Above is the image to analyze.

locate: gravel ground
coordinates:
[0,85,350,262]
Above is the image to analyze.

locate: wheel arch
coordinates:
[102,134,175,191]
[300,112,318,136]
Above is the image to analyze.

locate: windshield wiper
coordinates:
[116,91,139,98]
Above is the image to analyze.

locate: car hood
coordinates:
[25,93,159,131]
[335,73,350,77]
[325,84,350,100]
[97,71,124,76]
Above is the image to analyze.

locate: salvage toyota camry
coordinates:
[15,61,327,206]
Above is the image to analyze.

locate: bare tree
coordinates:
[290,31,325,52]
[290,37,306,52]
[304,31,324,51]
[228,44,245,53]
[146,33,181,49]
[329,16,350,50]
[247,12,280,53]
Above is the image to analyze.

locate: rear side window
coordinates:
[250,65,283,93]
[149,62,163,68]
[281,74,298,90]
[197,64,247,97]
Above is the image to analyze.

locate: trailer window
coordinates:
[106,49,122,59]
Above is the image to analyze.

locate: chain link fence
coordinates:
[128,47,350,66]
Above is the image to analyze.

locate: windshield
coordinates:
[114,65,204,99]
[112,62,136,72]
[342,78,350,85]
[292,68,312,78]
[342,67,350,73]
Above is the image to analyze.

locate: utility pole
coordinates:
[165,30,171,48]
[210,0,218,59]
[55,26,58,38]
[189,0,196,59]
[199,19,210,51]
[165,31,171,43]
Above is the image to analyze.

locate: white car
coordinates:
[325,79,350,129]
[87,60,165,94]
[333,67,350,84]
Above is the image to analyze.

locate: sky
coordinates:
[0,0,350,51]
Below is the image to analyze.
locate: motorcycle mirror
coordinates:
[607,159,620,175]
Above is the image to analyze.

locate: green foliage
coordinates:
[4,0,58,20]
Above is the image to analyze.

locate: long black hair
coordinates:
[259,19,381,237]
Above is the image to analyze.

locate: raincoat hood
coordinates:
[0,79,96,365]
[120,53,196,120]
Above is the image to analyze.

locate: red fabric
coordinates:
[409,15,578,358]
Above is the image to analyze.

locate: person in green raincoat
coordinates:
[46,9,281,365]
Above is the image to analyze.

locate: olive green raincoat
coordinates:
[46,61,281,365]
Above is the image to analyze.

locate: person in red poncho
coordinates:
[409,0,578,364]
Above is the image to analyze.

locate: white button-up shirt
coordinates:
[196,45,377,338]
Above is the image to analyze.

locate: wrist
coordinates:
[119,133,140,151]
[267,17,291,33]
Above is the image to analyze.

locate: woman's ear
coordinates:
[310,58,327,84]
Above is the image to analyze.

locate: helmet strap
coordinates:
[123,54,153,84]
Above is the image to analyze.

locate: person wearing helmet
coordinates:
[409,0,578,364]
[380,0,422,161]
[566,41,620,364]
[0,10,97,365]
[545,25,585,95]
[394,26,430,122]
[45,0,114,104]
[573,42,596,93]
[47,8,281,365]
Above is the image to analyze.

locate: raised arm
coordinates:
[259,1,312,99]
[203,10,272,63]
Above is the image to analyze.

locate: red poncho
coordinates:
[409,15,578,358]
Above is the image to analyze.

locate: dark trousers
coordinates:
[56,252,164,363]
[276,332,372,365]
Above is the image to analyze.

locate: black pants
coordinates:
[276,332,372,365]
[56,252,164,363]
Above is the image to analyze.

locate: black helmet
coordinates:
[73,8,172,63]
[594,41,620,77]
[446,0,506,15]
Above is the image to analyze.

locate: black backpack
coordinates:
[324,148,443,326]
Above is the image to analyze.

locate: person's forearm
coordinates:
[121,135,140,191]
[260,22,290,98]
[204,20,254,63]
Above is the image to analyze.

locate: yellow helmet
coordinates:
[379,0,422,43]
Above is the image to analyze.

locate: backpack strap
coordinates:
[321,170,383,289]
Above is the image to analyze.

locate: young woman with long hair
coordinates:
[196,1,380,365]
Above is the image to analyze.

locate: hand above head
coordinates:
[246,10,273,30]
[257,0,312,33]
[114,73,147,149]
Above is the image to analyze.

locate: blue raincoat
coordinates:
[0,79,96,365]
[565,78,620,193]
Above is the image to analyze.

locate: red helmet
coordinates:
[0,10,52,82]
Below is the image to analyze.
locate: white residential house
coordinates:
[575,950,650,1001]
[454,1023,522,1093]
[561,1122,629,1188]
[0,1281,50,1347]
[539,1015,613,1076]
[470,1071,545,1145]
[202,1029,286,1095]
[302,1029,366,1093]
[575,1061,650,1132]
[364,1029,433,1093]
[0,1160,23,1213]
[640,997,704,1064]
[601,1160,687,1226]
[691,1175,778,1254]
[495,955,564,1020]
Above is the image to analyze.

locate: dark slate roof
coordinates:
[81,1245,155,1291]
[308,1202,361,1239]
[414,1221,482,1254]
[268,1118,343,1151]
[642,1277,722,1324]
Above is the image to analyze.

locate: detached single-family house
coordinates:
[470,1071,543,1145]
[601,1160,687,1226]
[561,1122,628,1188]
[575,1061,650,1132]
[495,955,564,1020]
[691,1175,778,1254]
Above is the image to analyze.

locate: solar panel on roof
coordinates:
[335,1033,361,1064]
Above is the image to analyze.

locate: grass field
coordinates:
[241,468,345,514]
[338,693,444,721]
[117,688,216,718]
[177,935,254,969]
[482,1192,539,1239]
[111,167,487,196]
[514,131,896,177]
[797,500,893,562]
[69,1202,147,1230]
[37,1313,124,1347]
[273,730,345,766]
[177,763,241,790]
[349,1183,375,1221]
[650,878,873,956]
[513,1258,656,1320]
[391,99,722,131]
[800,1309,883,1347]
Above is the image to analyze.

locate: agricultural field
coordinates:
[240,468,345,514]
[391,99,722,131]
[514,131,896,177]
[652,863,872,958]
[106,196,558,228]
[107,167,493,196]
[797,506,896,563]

CHALLENGE:
Rewrite all of the items above with every "coordinates" renamed to "bounding boxes", leaving everything else unchanged.

RESPONSE TO THE EXERCISE:
Above is the image to analyze.

locate: gravel ground
bounding boxes:
[0,85,350,262]
Above is the image to analyze.

locate: wheel arch
bounding boxes:
[102,134,175,191]
[300,112,318,136]
Above is the image to analyze.

locate: windshield wiper
bounding boxes:
[116,91,139,98]
Above is the image to analyze.

locate: car hood
bounding boxes:
[25,93,159,131]
[335,73,350,77]
[325,84,350,100]
[97,71,124,76]
Above is the image to analyze.

locate: salvage toyota camry
bounding boxes:
[15,61,327,206]
Above is the image to analyze.

locate: bare tree
bounding boxes:
[290,31,325,52]
[290,37,306,52]
[304,31,324,51]
[228,44,245,53]
[146,33,181,49]
[329,16,350,50]
[247,12,280,53]
Above is the image to analyze.

locate: rear side window
bounding boxes:
[250,65,283,93]
[149,62,163,68]
[281,74,298,90]
[197,64,247,97]
Above is the image to analyze.

locate: trailer window
bounding boxes:
[106,49,122,59]
Above is the image to analyze.

locate: chain link fence
bounding boxes:
[128,47,350,66]
Above is the image to analyze.

locate: windshield
bounding boxes:
[114,65,204,99]
[112,62,136,72]
[342,78,350,85]
[292,68,312,78]
[342,67,350,73]
Above is the image to analyze.

locate: utility pole
bounding boxes:
[165,30,171,48]
[210,0,218,59]
[55,26,58,38]
[189,0,196,59]
[199,19,210,51]
[165,31,171,43]
Above is the image to analyze.

locate: white car
bounding boxes:
[325,79,350,129]
[87,60,165,94]
[333,67,350,84]
Above is the image to analyze.

locate: sky
bounding boxes:
[0,0,350,51]
Below is the image to analyze.
locate: motorcycle mirror
bounding boxes:
[607,159,620,175]
Above is the image to analyze.

locate: green foliage
bounding boxes:
[4,0,58,20]
Above is the image to analyze.

locate: long black hair
bounding boxes:
[259,19,381,237]
Above is the image to analyze.

locate: raincoat hood
bounding boxes:
[0,79,96,365]
[120,53,196,120]
Above is the image to analyze.

locate: red fabric
bounding boxes:
[409,15,578,358]
Above is the image to analyze.

locate: person in green raincoat
bounding boxes:
[46,9,281,365]
Above is the image to analyze.

locate: olive green raincoat
bounding boxes:
[46,61,281,365]
Above is the image to analyze.

locate: person in red poncho
bounding boxes:
[409,0,578,364]
Above is the image to analyze.

locate: white button-up shirt
bounding boxes:
[196,45,377,338]
Above is the image to analyze.

locate: wrist
bounding boxes:
[119,133,140,151]
[267,17,291,33]
Above is the image to analyze.

locate: woman's ear
bounding boxes:
[310,58,327,84]
Above is the image to analyze.

locate: helmet strap
bounding boxes:
[123,54,153,84]
Above is the image to analyze.

locate: person wearing helmet
bounding boxes:
[409,0,578,364]
[380,0,422,161]
[566,41,620,364]
[0,10,97,365]
[545,25,585,95]
[394,26,430,122]
[45,0,114,104]
[573,42,596,93]
[47,8,281,365]
Above is the image to analyze.

locate: raised arm
bounding boxes:
[259,1,312,99]
[203,10,272,63]
Above is the image to analyze.

locate: red poncho
bounding boxes:
[409,15,578,358]
Above is the image to analyze.

locate: dark trousers
bounding boxes:
[56,252,164,363]
[276,332,372,365]
Above is the image to analyze.

locate: black pants
bounding boxes:
[276,332,372,365]
[56,252,164,363]
Above is the image to analyze.

locate: black helmet
bounding boxes:
[73,8,172,63]
[594,41,620,77]
[446,0,506,15]
Above is the image to analyze.

locate: black backpack
bounding boxes:
[324,148,443,326]
Above is the image to analyze.

locate: person's forearm
bounding boxes:
[121,135,140,191]
[260,22,290,98]
[204,20,254,63]
Above is the image to analyze.

locate: yellow helmet
bounding boxes:
[379,0,422,43]
Above is the image to analyze.

locate: backpack strap
bounding boxes:
[321,170,383,289]
Above is the image to analyze.

locate: young woman with long hair
bounding boxes:
[196,1,380,365]
Above is the image to analyze.

locate: hand above head
bounding boxes:
[246,10,273,30]
[257,0,312,33]
[114,73,147,149]
Above is the image to analyze.

locate: blue raincoat
bounding boxes:
[0,79,96,365]
[565,78,620,193]
Above is the image to analyze.

locate: red helmet
bounding boxes:
[0,10,52,82]
Below is the image to analyze.
locate: white residential house
bounding boxes:
[575,950,650,1001]
[454,1023,522,1093]
[561,1122,629,1188]
[0,1281,50,1347]
[539,1015,613,1076]
[470,1071,545,1145]
[202,1029,286,1095]
[302,1029,366,1093]
[575,1061,650,1132]
[364,1029,433,1093]
[0,1160,23,1213]
[640,997,704,1064]
[601,1160,687,1226]
[691,1175,778,1254]
[495,955,564,1020]
Above is the image to analyze.

locate: dark slate roof
bounding boxes:
[81,1245,155,1291]
[308,1202,361,1239]
[414,1221,482,1254]
[268,1118,343,1151]
[642,1277,722,1324]
Above is the image to analyze.

locate: detached single-family house
bounding boxes:
[470,1071,543,1145]
[601,1160,687,1226]
[561,1122,628,1188]
[575,1061,650,1132]
[495,955,564,1020]
[691,1175,778,1254]
Above is the image to analyze.

locate: solar panel on roof
bounding boxes:
[335,1033,361,1064]
Above is the image to analyze.

locate: grass field
bounding boxes:
[241,468,345,514]
[338,693,444,721]
[117,688,216,718]
[177,935,254,969]
[482,1192,539,1239]
[111,167,487,196]
[514,131,896,177]
[797,500,893,562]
[69,1202,147,1230]
[37,1313,124,1347]
[273,730,345,766]
[177,763,241,790]
[349,1183,375,1221]
[650,878,873,956]
[513,1258,656,1320]
[391,99,722,131]
[800,1309,883,1347]
Above is the image to analyze.

locate: agricultural field
bounding boxes:
[240,468,345,514]
[391,99,722,131]
[514,131,896,177]
[652,863,872,958]
[106,196,558,228]
[107,167,493,196]
[797,506,896,563]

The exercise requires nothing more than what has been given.